**Extracted information:**
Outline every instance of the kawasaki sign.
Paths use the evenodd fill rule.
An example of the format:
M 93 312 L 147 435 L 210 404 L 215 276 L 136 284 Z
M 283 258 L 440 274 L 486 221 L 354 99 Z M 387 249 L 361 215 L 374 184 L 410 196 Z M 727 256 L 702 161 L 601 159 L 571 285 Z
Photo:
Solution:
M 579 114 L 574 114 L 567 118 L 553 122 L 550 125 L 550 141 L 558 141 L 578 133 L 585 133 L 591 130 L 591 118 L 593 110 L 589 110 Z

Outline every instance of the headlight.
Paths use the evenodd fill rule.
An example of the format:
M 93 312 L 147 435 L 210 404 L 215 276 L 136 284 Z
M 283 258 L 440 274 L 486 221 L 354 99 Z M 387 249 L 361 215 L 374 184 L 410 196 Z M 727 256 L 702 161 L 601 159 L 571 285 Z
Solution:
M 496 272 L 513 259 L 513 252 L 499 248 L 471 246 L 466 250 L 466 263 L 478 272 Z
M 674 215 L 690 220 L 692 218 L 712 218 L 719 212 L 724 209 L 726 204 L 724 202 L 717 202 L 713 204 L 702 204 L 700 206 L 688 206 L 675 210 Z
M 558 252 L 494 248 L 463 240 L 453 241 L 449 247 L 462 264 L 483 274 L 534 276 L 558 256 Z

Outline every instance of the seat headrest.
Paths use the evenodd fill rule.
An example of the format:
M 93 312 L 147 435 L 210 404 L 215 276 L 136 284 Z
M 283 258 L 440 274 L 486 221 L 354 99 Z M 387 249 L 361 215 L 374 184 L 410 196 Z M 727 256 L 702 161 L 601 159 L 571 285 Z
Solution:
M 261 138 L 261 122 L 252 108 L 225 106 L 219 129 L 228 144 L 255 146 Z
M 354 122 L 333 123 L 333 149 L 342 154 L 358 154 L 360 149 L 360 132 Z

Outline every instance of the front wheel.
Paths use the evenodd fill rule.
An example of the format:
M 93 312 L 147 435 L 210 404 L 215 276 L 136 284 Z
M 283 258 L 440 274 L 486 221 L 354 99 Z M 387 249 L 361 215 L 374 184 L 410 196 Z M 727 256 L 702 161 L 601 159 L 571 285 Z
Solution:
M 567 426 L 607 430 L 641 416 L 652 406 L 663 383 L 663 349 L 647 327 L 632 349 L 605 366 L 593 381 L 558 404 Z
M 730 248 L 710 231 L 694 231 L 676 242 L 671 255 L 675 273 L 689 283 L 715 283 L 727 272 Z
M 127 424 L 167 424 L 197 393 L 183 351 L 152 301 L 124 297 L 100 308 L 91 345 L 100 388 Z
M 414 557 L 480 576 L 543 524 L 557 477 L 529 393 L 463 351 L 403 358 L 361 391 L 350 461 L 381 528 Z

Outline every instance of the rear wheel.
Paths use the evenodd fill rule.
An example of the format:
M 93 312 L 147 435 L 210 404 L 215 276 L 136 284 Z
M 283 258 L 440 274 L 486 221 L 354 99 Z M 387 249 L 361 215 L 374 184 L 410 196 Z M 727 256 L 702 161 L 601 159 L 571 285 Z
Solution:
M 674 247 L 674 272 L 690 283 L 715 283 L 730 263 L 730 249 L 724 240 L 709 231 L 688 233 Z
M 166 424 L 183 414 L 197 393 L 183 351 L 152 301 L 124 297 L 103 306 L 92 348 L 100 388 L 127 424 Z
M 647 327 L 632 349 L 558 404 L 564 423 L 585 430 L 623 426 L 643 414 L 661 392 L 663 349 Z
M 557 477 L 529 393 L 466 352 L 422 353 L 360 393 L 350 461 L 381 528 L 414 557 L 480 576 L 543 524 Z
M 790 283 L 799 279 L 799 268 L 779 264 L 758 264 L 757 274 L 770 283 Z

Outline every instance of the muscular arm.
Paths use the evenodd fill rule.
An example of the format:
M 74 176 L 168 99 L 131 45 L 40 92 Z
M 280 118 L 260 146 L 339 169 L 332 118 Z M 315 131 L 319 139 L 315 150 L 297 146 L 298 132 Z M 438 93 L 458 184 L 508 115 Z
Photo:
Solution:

**Short problem:**
Convert all the lines above into a Markdown table with two columns, Row and Line, numbering the rows in order and omitting blank lines.

**Solution to this problem:**
| Row | Line |
|---|---|
| 1 | Outline every instance of the kawasaki sign. |
| 2 | Paths use the evenodd fill rule. |
| 3 | An example of the format: |
| 4 | M 93 312 L 147 435 L 210 404 L 215 276 L 136 284 Z |
| 5 | M 283 258 L 440 274 L 486 221 L 354 99 Z M 387 249 L 361 215 L 374 184 L 410 196 Z M 727 256 L 702 161 L 601 159 L 571 285 Z |
| 6 | Photo: |
| 7 | Solution: |
| 8 | M 579 114 L 574 114 L 567 118 L 553 122 L 550 125 L 550 141 L 558 141 L 578 133 L 585 133 L 591 130 L 591 118 L 593 110 L 589 110 Z |
| 9 | Outline every instance of the headlight. |
| 10 | Paths use the evenodd fill rule. |
| 11 | An example of the format: |
| 12 | M 93 312 L 147 435 L 210 404 L 215 276 L 136 284 Z |
| 13 | M 283 258 L 440 274 L 486 221 L 354 99 Z M 387 249 L 361 215 L 374 184 L 410 196 Z M 727 256 L 702 161 L 601 159 L 571 285 Z |
| 14 | Solution: |
| 15 | M 496 272 L 513 259 L 513 252 L 499 248 L 471 246 L 466 250 L 466 263 L 478 272 Z |
| 16 | M 674 215 L 690 220 L 692 218 L 712 218 L 719 212 L 724 209 L 726 204 L 724 202 L 717 202 L 713 204 L 702 204 L 700 206 L 688 206 L 675 210 Z |
| 17 | M 558 252 L 494 248 L 463 240 L 453 241 L 449 247 L 462 264 L 483 274 L 534 276 L 558 256 Z |
| 18 | Outline every instance of the seat headrest. |
| 19 | Paths use the evenodd fill rule. |
| 20 | An example of the format: |
| 21 | M 93 312 L 147 435 L 210 404 L 215 276 L 136 284 Z |
| 22 | M 283 258 L 440 274 L 486 221 L 354 99 Z M 387 249 L 361 215 L 374 184 L 410 196 Z M 727 256 L 702 161 L 601 159 L 571 285 Z |
| 23 | Solution: |
| 24 | M 261 138 L 261 122 L 252 108 L 225 106 L 219 129 L 228 144 L 255 146 Z |
| 25 | M 354 122 L 333 123 L 333 149 L 342 154 L 358 154 L 360 149 L 360 132 Z |
| 26 | Outline every instance of the front wheel. |
| 27 | Paths use the evenodd fill rule. |
| 28 | An example of the format: |
| 29 | M 93 312 L 147 435 L 210 404 L 215 276 L 136 284 Z |
| 30 | M 283 258 L 440 274 L 486 221 L 354 99 Z M 387 249 L 361 215 L 374 184 L 410 196 Z M 727 256 L 702 161 L 601 159 L 571 285 Z |
| 31 | Solution: |
| 32 | M 567 426 L 607 430 L 641 416 L 652 406 L 663 383 L 663 349 L 647 327 L 632 349 L 605 366 L 593 381 L 558 404 Z |
| 33 | M 730 248 L 710 231 L 694 231 L 676 242 L 671 255 L 675 273 L 689 283 L 715 283 L 727 272 Z |
| 34 | M 127 424 L 167 424 L 197 393 L 183 351 L 152 301 L 124 297 L 100 308 L 91 345 L 100 388 Z |
| 35 | M 414 557 L 480 576 L 543 524 L 557 477 L 529 393 L 463 351 L 403 358 L 361 391 L 350 461 L 381 528 Z |
| 36 | Outline every instance of the rear wheel. |
| 37 | Paths use the evenodd fill rule. |
| 38 | An example of the format: |
| 39 | M 93 312 L 147 435 L 210 404 L 215 276 L 136 284 Z |
| 40 | M 283 258 L 440 274 L 486 221 L 354 99 Z M 387 249 L 361 215 L 374 184 L 410 196 Z M 727 256 L 702 161 L 601 159 L 571 285 Z |
| 41 | Solution: |
| 42 | M 674 247 L 674 272 L 690 283 L 715 283 L 730 263 L 730 249 L 724 240 L 709 231 L 688 233 Z |
| 43 | M 166 424 L 183 414 L 197 393 L 183 351 L 152 301 L 124 297 L 103 306 L 92 348 L 100 388 L 127 424 Z |
| 44 | M 647 327 L 632 349 L 558 404 L 564 423 L 585 430 L 623 426 L 643 414 L 661 392 L 663 349 Z |
| 45 | M 557 477 L 529 393 L 466 352 L 422 353 L 360 393 L 350 461 L 381 528 L 414 557 L 480 576 L 543 524 Z |
| 46 | M 790 283 L 799 279 L 799 268 L 779 264 L 758 264 L 757 274 L 770 283 Z |
| 47 | Outline every instance of the muscular arm. |
| 48 | Paths use the evenodd fill rule. |
| 49 | An example of the format: |
| 50 | M 74 176 L 168 99 L 131 45 L 40 92 Z |
| 51 | M 280 118 L 260 146 L 339 169 L 332 118 Z M 315 131 L 319 139 L 315 150 L 297 146 L 298 132 Z M 438 93 L 458 184 L 508 115 Z |
| 52 | Photo: |
| 53 | Solution: |